Stored items:

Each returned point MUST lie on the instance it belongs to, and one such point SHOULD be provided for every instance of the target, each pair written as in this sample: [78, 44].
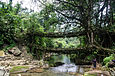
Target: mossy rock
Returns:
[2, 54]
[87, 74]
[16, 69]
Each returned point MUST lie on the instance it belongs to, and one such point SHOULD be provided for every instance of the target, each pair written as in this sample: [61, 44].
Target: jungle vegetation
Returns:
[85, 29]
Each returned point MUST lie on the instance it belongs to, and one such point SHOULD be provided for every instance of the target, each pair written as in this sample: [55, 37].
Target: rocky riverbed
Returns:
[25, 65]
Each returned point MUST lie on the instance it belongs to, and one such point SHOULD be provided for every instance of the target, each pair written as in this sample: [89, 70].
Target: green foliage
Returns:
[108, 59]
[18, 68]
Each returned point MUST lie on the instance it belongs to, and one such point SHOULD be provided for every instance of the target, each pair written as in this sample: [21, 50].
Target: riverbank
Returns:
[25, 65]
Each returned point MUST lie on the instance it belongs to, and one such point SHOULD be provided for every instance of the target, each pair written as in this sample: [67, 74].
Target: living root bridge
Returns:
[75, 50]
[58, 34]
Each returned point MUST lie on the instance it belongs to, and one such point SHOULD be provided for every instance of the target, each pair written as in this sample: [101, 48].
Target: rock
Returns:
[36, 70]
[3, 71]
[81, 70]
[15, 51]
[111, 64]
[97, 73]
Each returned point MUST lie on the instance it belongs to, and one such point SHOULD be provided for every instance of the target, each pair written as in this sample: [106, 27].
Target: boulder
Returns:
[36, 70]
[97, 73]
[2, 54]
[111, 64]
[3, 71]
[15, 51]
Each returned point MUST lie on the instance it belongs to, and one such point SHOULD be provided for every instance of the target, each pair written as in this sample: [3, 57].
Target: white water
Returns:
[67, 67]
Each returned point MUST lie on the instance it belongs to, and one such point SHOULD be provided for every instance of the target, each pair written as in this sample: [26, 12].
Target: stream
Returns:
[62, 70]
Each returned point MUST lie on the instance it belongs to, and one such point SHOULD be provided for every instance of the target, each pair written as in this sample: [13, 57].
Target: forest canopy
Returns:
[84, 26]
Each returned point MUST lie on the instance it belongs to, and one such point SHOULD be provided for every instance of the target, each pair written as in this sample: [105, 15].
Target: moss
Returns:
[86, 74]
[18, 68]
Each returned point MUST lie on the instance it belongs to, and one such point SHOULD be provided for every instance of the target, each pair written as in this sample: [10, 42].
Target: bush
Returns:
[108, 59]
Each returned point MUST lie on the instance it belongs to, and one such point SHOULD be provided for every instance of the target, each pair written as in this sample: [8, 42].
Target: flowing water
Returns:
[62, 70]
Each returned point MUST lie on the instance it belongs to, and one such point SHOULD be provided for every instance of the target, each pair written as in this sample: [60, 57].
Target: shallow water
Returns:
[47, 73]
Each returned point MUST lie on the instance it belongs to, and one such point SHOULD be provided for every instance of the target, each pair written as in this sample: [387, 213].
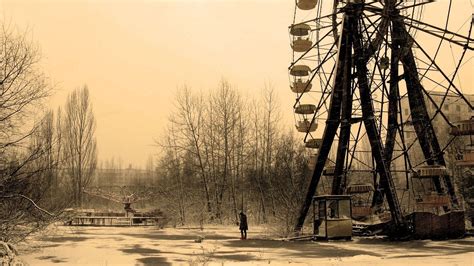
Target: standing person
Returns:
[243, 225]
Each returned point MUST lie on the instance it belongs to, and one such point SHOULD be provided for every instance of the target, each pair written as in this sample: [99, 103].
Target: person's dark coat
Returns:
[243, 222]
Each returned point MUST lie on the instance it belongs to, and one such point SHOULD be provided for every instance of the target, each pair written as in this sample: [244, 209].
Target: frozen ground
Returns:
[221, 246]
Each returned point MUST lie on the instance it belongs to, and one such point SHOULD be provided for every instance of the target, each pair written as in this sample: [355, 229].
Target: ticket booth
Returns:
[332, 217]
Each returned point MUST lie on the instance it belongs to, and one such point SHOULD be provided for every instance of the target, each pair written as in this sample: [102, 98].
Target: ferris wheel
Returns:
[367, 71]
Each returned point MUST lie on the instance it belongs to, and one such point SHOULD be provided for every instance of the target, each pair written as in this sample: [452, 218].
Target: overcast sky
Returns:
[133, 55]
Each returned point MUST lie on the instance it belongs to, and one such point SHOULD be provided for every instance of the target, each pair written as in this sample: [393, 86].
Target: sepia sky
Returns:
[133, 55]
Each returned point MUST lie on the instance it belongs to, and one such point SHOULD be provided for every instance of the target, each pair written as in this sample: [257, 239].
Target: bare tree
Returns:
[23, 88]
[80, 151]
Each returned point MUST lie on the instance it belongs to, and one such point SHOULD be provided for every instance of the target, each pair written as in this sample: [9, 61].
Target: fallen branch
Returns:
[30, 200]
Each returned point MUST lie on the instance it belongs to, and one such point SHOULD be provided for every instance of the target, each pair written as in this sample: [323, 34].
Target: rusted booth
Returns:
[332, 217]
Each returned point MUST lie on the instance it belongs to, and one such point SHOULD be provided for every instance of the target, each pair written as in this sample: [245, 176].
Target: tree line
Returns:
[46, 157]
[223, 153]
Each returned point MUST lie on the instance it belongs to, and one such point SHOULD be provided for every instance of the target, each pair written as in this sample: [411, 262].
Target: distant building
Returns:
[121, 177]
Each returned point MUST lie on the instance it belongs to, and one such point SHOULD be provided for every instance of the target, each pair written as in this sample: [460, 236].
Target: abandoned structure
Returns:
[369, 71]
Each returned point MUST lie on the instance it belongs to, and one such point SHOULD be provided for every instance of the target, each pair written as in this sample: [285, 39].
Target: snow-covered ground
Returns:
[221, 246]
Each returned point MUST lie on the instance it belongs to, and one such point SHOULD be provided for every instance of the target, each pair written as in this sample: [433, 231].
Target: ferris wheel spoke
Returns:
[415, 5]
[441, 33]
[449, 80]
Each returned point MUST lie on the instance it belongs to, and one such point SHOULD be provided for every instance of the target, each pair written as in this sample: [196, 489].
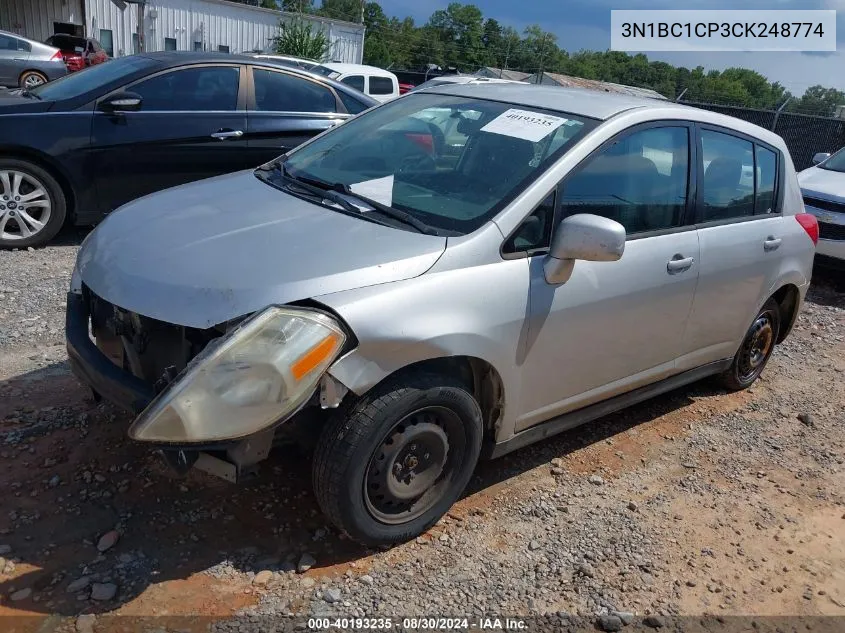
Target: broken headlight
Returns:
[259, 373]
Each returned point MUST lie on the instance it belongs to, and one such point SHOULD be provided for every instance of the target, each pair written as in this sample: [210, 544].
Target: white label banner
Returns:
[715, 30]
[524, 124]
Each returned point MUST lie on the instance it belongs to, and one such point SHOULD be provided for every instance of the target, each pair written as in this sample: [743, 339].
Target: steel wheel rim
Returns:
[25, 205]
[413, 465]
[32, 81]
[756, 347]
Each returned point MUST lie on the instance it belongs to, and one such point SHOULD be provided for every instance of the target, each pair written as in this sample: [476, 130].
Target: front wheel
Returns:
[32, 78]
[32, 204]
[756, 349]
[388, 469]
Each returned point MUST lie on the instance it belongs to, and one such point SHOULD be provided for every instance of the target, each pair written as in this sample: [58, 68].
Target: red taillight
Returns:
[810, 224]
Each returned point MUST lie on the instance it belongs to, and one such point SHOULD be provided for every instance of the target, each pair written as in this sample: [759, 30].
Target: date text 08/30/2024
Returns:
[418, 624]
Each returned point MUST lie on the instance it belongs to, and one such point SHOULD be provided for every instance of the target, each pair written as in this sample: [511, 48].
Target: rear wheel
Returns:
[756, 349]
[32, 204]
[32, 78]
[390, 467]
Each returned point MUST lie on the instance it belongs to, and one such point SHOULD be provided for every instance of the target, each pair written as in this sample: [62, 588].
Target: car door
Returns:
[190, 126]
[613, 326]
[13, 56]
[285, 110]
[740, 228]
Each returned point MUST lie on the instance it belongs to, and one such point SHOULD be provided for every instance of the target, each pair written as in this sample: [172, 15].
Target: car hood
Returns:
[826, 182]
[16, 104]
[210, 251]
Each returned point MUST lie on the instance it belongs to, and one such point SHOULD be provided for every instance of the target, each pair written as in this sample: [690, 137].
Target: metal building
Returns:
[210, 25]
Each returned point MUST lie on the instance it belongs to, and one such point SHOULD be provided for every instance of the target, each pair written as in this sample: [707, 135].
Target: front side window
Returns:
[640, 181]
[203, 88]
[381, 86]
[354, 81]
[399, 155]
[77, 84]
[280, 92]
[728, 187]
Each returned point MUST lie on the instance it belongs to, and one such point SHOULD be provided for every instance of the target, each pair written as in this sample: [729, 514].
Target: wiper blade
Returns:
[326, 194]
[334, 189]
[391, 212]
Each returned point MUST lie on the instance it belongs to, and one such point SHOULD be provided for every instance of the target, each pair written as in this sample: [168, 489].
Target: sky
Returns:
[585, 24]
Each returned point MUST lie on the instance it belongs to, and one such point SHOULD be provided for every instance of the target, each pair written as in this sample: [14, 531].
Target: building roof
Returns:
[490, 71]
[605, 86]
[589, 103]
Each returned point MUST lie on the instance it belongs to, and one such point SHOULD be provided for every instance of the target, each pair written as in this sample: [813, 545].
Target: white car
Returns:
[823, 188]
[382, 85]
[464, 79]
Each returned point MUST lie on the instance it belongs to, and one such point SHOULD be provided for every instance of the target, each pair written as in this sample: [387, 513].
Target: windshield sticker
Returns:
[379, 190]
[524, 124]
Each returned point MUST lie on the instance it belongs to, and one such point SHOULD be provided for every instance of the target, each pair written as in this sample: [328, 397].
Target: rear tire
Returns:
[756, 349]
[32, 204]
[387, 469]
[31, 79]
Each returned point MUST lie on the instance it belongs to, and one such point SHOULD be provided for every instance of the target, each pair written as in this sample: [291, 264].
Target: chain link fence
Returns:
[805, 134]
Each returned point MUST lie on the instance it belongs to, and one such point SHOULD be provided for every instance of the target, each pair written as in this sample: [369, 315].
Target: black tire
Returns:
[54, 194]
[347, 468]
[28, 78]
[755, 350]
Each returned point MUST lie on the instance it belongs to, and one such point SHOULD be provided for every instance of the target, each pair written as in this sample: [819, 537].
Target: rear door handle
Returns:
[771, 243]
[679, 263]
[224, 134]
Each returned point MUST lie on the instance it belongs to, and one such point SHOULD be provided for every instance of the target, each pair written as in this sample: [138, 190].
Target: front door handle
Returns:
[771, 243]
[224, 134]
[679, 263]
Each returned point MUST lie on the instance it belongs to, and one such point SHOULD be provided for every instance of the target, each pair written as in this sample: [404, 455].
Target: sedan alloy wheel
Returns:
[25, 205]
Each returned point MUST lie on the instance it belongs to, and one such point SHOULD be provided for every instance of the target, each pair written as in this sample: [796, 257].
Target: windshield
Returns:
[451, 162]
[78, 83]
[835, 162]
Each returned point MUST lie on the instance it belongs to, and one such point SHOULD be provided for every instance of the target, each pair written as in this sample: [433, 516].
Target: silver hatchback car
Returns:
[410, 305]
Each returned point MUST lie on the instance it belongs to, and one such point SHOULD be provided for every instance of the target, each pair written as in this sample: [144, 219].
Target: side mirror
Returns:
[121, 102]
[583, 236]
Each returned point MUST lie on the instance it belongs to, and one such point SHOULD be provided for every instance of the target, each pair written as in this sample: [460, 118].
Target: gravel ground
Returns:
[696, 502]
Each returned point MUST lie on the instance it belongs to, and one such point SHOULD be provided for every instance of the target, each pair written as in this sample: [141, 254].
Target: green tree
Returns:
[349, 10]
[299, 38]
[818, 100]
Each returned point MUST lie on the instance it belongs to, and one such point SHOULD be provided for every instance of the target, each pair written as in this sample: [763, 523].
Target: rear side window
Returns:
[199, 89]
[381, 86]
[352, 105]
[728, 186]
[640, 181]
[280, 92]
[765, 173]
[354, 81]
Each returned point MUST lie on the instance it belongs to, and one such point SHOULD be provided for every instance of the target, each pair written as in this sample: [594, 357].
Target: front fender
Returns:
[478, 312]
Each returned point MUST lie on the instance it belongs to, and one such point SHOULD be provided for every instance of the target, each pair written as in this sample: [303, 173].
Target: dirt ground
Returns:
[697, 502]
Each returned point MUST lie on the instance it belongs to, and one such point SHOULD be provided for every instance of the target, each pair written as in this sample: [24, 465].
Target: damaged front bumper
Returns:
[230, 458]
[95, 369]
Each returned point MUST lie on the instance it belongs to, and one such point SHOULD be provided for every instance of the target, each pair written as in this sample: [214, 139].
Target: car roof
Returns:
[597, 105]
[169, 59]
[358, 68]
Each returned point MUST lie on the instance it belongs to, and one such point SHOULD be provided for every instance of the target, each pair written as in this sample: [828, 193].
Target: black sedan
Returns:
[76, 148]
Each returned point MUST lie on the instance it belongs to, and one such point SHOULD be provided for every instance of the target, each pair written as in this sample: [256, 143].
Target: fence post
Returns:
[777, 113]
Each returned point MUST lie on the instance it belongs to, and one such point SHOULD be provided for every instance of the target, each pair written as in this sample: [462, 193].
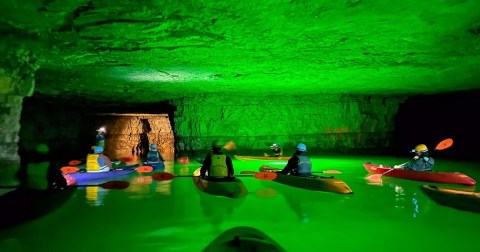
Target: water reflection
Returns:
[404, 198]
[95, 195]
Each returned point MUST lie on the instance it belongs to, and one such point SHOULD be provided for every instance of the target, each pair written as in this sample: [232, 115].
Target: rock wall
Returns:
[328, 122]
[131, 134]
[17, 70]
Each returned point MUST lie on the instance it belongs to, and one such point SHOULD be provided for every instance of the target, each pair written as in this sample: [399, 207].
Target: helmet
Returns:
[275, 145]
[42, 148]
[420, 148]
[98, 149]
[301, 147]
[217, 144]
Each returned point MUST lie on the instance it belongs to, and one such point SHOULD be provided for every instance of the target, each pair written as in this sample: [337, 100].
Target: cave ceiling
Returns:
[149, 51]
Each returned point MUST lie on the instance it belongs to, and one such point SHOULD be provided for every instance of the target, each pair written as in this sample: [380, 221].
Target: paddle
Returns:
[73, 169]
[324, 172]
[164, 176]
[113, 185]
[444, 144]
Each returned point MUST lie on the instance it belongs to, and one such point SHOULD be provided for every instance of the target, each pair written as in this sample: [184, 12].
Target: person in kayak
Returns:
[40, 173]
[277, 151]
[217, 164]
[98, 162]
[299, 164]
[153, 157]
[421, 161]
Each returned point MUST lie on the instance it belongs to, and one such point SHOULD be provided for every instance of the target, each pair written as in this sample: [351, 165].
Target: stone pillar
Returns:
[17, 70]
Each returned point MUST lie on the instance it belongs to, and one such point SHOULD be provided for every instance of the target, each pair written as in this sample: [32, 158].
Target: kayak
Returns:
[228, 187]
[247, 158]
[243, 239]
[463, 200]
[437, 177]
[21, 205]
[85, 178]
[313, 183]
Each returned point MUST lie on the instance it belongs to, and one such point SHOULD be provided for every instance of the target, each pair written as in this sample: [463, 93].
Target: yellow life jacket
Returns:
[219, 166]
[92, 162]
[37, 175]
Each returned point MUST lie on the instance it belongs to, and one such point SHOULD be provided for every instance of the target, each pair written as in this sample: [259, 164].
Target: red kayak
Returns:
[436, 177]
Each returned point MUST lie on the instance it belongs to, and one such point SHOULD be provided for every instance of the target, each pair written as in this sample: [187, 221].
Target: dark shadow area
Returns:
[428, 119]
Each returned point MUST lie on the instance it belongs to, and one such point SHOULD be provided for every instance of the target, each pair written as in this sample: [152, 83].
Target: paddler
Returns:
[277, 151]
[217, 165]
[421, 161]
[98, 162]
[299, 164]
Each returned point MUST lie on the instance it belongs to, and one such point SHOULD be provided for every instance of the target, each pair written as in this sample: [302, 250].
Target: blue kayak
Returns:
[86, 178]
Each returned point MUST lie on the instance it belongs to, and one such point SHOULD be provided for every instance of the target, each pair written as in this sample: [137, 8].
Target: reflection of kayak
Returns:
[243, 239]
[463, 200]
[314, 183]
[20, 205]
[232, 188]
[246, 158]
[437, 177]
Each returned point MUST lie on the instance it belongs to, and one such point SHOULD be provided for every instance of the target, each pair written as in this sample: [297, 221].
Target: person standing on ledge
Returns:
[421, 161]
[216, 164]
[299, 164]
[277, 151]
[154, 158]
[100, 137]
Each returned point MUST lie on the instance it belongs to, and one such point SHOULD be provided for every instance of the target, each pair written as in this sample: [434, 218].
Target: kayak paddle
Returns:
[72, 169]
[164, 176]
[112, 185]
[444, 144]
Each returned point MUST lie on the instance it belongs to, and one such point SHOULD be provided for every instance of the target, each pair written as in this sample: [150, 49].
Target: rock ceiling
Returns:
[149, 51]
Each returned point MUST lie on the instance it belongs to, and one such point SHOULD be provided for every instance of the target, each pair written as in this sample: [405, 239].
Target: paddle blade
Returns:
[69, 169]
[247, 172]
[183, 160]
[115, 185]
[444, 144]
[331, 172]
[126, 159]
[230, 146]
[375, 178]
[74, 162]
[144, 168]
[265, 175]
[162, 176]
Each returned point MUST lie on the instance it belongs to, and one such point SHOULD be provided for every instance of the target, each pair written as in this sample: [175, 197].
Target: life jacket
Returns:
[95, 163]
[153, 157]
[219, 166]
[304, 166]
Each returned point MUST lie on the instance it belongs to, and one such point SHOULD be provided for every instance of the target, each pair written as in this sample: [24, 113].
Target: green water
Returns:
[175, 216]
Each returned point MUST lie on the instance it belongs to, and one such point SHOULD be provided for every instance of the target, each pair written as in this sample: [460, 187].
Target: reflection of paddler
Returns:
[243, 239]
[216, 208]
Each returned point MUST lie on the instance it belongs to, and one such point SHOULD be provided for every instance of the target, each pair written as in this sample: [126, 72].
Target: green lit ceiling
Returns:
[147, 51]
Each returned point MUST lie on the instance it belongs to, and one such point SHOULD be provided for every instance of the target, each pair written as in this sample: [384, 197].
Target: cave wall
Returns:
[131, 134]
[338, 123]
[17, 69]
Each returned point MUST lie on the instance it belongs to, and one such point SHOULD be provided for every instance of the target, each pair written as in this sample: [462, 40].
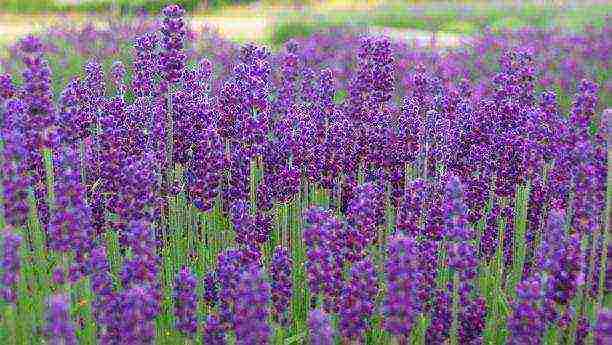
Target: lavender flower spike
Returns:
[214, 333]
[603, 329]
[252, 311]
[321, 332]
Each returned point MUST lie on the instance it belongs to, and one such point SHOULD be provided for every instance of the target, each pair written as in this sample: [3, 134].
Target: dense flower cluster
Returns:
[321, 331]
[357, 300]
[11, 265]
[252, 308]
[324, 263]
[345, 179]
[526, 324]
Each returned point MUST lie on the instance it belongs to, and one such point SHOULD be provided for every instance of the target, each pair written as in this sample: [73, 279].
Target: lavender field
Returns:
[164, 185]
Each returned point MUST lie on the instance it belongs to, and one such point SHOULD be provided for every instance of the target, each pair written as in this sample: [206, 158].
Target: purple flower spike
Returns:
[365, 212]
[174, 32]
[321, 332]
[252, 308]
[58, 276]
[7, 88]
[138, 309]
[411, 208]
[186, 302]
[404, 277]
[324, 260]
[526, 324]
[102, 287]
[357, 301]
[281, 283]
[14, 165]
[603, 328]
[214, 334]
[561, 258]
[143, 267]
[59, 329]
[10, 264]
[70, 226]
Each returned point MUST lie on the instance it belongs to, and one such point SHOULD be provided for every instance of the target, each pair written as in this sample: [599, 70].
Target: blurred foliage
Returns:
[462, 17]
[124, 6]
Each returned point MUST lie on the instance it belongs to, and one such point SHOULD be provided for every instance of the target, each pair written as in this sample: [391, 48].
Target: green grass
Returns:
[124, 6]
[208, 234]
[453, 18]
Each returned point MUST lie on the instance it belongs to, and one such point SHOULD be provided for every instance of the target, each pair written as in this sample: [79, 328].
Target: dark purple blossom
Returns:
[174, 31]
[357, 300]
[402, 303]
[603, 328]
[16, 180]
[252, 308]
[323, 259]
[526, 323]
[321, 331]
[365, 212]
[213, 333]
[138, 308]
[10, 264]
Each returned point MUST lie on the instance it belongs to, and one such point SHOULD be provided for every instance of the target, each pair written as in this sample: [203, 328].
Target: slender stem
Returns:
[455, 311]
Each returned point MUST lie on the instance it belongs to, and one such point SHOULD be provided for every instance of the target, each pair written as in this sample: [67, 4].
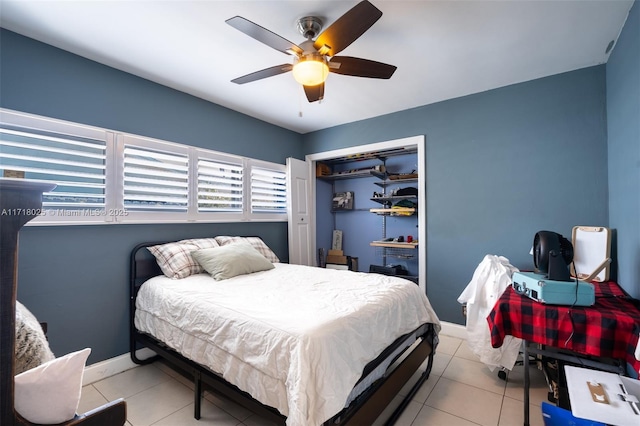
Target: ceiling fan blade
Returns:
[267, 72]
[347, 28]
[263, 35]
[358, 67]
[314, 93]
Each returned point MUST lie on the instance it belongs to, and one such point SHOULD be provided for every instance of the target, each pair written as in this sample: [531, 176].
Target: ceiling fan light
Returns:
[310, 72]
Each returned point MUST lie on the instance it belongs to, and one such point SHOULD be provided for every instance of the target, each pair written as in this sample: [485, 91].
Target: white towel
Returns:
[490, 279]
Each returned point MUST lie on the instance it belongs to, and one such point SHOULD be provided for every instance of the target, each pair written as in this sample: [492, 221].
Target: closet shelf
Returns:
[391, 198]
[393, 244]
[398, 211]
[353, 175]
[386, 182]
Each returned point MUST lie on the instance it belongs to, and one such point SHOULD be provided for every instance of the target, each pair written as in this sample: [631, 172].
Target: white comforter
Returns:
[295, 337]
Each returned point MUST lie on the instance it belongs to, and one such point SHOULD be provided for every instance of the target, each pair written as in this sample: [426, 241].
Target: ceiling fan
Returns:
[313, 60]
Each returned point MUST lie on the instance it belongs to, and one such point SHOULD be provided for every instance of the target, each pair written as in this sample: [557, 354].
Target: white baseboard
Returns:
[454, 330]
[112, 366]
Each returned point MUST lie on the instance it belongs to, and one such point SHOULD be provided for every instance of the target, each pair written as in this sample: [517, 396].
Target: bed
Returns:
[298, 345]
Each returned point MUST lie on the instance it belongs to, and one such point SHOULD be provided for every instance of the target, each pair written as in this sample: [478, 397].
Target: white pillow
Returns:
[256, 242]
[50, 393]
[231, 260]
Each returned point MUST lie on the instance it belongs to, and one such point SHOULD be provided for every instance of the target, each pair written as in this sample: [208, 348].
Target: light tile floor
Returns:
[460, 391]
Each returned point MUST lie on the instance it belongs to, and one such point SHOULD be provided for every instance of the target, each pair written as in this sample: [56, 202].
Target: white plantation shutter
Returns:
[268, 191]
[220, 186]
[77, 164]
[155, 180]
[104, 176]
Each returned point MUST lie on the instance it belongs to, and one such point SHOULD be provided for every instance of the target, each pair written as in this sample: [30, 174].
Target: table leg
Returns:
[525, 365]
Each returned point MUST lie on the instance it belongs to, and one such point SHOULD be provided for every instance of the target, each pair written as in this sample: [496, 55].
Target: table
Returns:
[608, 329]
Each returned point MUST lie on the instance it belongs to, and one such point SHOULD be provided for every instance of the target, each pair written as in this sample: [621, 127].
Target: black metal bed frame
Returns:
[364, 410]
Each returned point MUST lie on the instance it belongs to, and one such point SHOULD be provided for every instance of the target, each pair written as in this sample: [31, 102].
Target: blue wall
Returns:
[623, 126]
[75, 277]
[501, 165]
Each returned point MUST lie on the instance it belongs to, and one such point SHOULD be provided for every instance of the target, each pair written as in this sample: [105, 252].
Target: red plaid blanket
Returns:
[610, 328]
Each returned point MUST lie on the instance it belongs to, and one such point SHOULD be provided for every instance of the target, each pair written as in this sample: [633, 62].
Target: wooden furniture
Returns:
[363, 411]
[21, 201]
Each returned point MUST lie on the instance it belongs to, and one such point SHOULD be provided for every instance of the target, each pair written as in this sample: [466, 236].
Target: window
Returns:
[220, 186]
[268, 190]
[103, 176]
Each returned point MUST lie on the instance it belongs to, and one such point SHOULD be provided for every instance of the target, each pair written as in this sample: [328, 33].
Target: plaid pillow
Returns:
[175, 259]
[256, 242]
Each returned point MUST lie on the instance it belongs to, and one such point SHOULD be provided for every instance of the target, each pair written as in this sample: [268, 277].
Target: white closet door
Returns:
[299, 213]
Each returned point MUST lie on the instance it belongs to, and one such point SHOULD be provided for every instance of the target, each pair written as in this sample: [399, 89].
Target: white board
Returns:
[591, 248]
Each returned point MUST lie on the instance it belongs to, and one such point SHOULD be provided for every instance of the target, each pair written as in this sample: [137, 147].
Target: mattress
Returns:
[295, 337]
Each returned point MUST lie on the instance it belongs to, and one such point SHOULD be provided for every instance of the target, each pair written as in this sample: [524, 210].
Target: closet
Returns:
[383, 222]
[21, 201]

**Exercise objective:**
Return, word for word, each line from the line that contains "sample: [399, 89]." to the end of the listing above; include both end lines and nothing else.

**Solution to the exercise:**
Each returned point MUST lie on the instance it belongs to, and one such point SHOULD be provided for every instance of the target, each pair written as in this sample: [399, 89].
Target: white board
Returns:
[591, 248]
Each returned point MUST lie on the instance it belongs to, and one such point SHOULD be provided for every instance of the target, each pair written as in this sample: [137, 147].
Target: mattress
Returns:
[295, 337]
Each returned point MUST lie on the instance it belongs to, and one such point SHOULD be provided for every instance of the target, each pair written as in this sample: [524, 210].
Target: closet
Returns:
[383, 222]
[21, 201]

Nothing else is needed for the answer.